:: Your instructions ::
The listing must be reproduced in full, exactly as it stands.

Records from a dataset:
........

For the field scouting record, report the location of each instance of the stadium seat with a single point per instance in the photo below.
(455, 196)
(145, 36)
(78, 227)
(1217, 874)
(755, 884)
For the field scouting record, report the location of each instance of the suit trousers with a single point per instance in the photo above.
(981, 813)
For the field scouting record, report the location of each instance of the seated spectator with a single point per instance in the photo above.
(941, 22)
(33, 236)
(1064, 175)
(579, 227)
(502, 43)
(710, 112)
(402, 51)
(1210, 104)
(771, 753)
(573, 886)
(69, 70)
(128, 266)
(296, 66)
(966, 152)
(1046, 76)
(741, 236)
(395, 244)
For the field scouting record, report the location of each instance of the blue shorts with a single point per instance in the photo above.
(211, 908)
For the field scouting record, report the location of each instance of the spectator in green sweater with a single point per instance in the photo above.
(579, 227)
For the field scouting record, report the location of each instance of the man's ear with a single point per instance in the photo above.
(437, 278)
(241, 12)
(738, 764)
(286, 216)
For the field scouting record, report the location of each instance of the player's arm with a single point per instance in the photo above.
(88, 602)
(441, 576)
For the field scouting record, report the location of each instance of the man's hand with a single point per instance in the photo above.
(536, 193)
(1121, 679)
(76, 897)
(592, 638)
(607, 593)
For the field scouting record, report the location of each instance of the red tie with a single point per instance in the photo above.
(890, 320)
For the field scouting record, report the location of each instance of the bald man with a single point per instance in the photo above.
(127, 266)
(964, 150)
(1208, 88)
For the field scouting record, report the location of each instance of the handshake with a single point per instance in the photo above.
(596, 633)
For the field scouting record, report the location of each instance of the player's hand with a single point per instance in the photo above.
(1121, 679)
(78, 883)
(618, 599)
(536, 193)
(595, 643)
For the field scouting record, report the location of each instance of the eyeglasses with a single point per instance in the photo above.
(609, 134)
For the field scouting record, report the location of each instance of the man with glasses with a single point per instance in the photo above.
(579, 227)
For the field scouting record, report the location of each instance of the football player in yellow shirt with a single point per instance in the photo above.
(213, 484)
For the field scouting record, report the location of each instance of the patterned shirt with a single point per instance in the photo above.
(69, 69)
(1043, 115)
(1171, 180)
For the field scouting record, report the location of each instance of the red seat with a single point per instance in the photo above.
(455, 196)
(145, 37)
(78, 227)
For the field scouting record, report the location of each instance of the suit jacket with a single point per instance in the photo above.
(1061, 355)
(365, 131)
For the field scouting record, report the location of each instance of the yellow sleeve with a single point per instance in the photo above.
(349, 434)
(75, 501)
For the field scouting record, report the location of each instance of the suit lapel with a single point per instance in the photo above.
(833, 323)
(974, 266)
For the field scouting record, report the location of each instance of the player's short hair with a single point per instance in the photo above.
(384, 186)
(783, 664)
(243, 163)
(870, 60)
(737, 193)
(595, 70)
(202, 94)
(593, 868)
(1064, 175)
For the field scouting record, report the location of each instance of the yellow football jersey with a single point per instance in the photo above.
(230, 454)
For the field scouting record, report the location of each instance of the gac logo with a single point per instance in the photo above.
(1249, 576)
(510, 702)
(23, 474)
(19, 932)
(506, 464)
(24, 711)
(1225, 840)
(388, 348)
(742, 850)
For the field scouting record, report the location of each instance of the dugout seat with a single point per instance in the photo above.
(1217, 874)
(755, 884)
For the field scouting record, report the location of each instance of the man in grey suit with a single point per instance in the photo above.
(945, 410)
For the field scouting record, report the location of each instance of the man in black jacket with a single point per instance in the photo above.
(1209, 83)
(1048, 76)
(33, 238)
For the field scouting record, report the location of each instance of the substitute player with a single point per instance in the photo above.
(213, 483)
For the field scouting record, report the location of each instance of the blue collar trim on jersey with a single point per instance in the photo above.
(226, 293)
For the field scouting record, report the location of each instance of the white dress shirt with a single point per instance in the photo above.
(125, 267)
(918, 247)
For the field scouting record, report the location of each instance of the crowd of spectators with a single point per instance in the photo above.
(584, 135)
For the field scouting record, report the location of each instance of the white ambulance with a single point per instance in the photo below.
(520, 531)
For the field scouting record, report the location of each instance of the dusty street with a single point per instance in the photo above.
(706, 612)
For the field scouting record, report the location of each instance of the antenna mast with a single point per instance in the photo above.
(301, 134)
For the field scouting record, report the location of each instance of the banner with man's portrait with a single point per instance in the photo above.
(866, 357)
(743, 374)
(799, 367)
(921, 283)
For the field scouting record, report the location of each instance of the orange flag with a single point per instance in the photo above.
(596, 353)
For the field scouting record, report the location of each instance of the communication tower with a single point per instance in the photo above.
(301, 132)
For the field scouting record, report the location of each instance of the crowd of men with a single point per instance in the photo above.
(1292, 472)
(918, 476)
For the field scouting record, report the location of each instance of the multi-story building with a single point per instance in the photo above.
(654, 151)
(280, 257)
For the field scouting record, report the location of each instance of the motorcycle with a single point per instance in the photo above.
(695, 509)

........

:: Exercise solution ::
For the field scouting record, report the location of each instance of the stadium seat with a single point per instance in the photo below.
(455, 196)
(145, 36)
(78, 227)
(1217, 874)
(755, 884)
For the field scouting record, report the location of each instance of the suit trousers with a single point per instance in the photo above.
(981, 813)
For the field scouting record, report the location of each instance of the seated spectator with a single point per instance in the photo above.
(941, 22)
(33, 236)
(1064, 175)
(579, 227)
(502, 43)
(710, 112)
(402, 51)
(1210, 104)
(771, 753)
(573, 886)
(69, 70)
(128, 266)
(296, 66)
(966, 152)
(1046, 76)
(741, 236)
(395, 244)
For the field scouting record, report the location of each instance of the blue shorts with a single point per instance in the photo above.
(211, 908)
For the field scouting record, report the location of each instance of the spectator in green sweater with a single point per instance in the photo above.
(579, 227)
For the field scouting record, report the location of each instance of the man's ear with a single point per instance in the photo above.
(437, 278)
(241, 12)
(738, 764)
(286, 216)
For the field scouting record, report the location of each instance of the player's arm with a single point per instance in the photo above.
(88, 602)
(441, 576)
For the field scouting record, report the location of each instance of the man's hand with a single point per instance in the photo above.
(536, 193)
(1121, 679)
(76, 897)
(592, 638)
(607, 593)
For the field scouting record, report the location of each instance of the red tie with a single point per instance in the photo above.
(890, 320)
For the field scouting record, report the location of each instance of the bald man with a single point per instance in the photo above.
(127, 266)
(964, 150)
(1208, 88)
For the field scouting record, report the location of each instance of the handshake with a single point per instance in the photo above.
(596, 633)
For the field scouting record, report the location of each instance of the player's hand with a single point per instance in the photo above.
(1121, 679)
(78, 883)
(618, 599)
(536, 193)
(595, 643)
For the field scouting record, report the location of each instance of the eyeglasses with a single point per instance in the photo above.
(609, 134)
For the field scouting record, report the location of each instance of the man with glasses with a single point per instance in the photo above.
(579, 227)
For the field scouting record, report the location of each instance of the football player in yellow shirt with a single point per instance in the photo above.
(213, 484)
For the field scouting record, report the location of each instance of the patterned shirt with a single point per instance in the photo above.
(69, 69)
(1043, 115)
(1171, 180)
For the field scouting record, report the location of each instance of the red seat with a single point per instance in the photo above.
(455, 196)
(145, 37)
(78, 227)
For the field scouting record, report the location of each instance of the suit jacket with a single point per instance in the photo above.
(1061, 355)
(365, 131)
For the field scouting record, report the location of each instance of the yellow sleeve with a single point per instance in the photo above.
(349, 434)
(75, 501)
For the field scouting record, report the location of each instance of the suit lapel with a single point per instance in the photo above.
(833, 323)
(974, 266)
For the field scouting record, report the location of each instance of the player's short hair with a single point per instance in the photo above.
(384, 186)
(783, 664)
(243, 163)
(870, 60)
(737, 193)
(595, 70)
(202, 94)
(593, 868)
(1064, 175)
For the field scouting record, report the location of each instance of the yellow football jersey with a single point per instance in the photo above.
(230, 454)
For the field scouting record, report the location of each instance of the gac logo with a single point per instance in the photo above.
(1249, 576)
(510, 702)
(23, 474)
(19, 932)
(506, 464)
(24, 711)
(1225, 840)
(388, 348)
(742, 850)
For the field scouting record, report the location of each instance of the dugout seat with a single point per instance in the photo above.
(1217, 874)
(755, 884)
For the field scouting record, report the location of each instance of the man in grey suit with a single point per instance in the photo above.
(945, 410)
For the field scouting record, report the location of each instance of the man in black jacket with a single point per instance in the photo above.
(1209, 83)
(1048, 76)
(33, 238)
For the field scouting record, report the location of each instance of the substitute player with a single point per instance in the photo above.
(213, 483)
For the field scouting record, report the location of each instance of the blue collar trim on jersey with a single point per instance in the photo above.
(226, 293)
For the field scouting record, report the location of each instance of the white dress shirt with a single point per instance in the photo above.
(125, 267)
(918, 247)
For the field scouting record, report the location of each instance of the crowd of spectators with a single point per instance in the photo above.
(584, 135)
For the field scouting record, report the location of each instance of the white ambulance with a single point per instance in the photo below.
(520, 531)
For the field scouting record, report the location of each instance of the dusty street with a single point per instance in the photo above.
(706, 612)
For the field scouting record, report the location of each instance of the antenna mast with a single point per instance in the photo above.
(301, 134)
For the field scouting record, report the location of each instance of the banner with man's portrait with a single point per instance in the photo above.
(866, 357)
(743, 374)
(799, 367)
(921, 283)
For the field scouting record, report the location of each instance of the orange flag with a single point per instance in the photo above.
(596, 353)
For the field scouting record, report the location of each instance of the communication tower with a single point per instance in the photo above.
(301, 132)
For the field scouting record, report the location of each instance of the crowd of men with a single point per instance in the photo above.
(1292, 472)
(918, 476)
For the field scouting record, report the location of each instance of the multi-story building with a single point per instance in the photo above.
(654, 151)
(280, 257)
For the field scouting record, report the location of each instance of the motorcycle with a single point per instance in the photo above.
(695, 509)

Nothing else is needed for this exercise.